> [PASSAGE EXTRAIT]:
Igli, l'oasis de rêve
se réveille, en ce mercredi 29 décembre de l'année finissante, aux sons du
tumulte festif que seuls les hommes du désert savent produire. L'événement
n'est autre que le «Marathon des Dunes» organisé par «Sport Events
International» dans sa onzième édition qui se déroula alternativement à Taghit
et Igli.
Le triptyque
«Sport, culture et tourisme» est le thème récurrent de ces joutes sportives qui
sont à leur douzième année. Abdelmadjid Rezkane, manager général de
l'entreprise, aura réussi le pari là où de nombreuses tentatives ont échoué au
bout d'une ou deux éditions. Le froid cinglant des matins sahariens fouette les
visages des compétiteurs venus d'ici et d'ailleurs ; ils sautillent pour se
réchauffer les membres inférieurs engourdis par la gelée matinale. Si l'été est
connu pour être torride dans ces contrées, le froid continental n'est pas moins
indisposant jusqu'au lever franc du jour. La longue procession, constituée de
bus et de 4x4, quitte le camp de jeunes de Taghit, fraîchement réceptionné et mis
à la disposition des organisateurs. Implanté sur le plateau du village naissant
de Zaouïa El Fougania, il est prévu pour recevoir 500 hôtes dont la moitié en
camping libre, offrant ainsi la sécurité du gîte et le confort tout relatif
propre à la randonnée saharienne.
Encadrée par un service d'ordre impeccable
constitué de la Gendarmerie nationale, la Sûreté nationale et de Services
annexes (Santé et Protection civile), la caravane se dirige sur Igli à une
soixantaine de kilomètres au sud-ouest de Taghit. La route revêtue à l'enrobé
et nettement matérialisée rend le parcours plus plaisant. Elle permet au regard
de fouiller ces immensités ocres. Monotone certes, la platitude de la hamada
offre une myriade de tons agréables à la vue. La pureté du ciel et la lumière
profuse permettent aux éminences rocheuses d'exhiber, dans une sorte de ballet
clair-obscur muet, des tableaux époustouflants d'ombres chinoises. Le couvert
végétal fait de touffes herbeuses steppiques agrémente l'espace saharien et
lutte crânement contre la désertification sablonneuse.
Les quelques
maigres champs rencontrés, qui semblent lutter contre l'adversité climatique,
sont semés de jeunes plants d'oliviers et de palmiers. Le PPDRI, cher à Rachid
Benaïssa, fera-il sortir le Sud de sa torpeur séculaire par le développement
durable ? Seul l'avenir nous le dira.
La pente douce amorcée par la route préfigure
de l'approche d'Igli qui, comme tous les groupements humains oasiens, se
blottit dans un vallon creusé par un cours d'eau. Un chantier des travaux
publics s'affaire à jeter un pont sur un oued immensément large dont seul le
grand Sud en détient le secret. L'Å“uvre d'art de plusieurs centaines de mètres,
construite sur d'imposants cubes creux en béton, mettra probablement fin à
l'isolement occasionné épisodiquement par les crues impétueuses de ces
«fleuves» du désert.

> [OBJECTIF DE L'EXERCICE]:
Reproduisez fidèlement le passage du récit sur Igli, en commençant par «Encadrée par un» et en poursuivant jusqu'à «la désertification sablonneuse.».

> [DONNÉES FOURNIES]:
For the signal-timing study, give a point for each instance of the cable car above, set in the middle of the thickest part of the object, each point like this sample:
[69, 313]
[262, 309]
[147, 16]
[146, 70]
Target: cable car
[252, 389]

> [SOLUTION DÉTAILLÉE]:
Encadrée par un service d'ordre impeccable
constitué de la Gendarmerie nationale, la Sûreté nationale et de Services
annexes (Santé et Protection civile), la caravane se dirige sur Igli à une
soixantaine de kilomètres au sud-ouest de Taghit. La route revêtue à l'enrobé
et nettement matérialisée rend le parcours plus plaisant. Elle permet au regard
de fouiller ces immensités ocres. Monotone certes, la platitude de la hamada
offre une myriade de tons agréables à la vue. La pureté du ciel et la lumière
profuse permettent aux éminences rocheuses d'exhiber, dans une sorte de ballet
clair-obscur muet, des tableaux époustouflants d'ombres chinoises. Le couvert
végétal fait de touffes herbeuses steppiques agrémente l'espace saharien et
lutte crânement contre la désertification sablonneuse.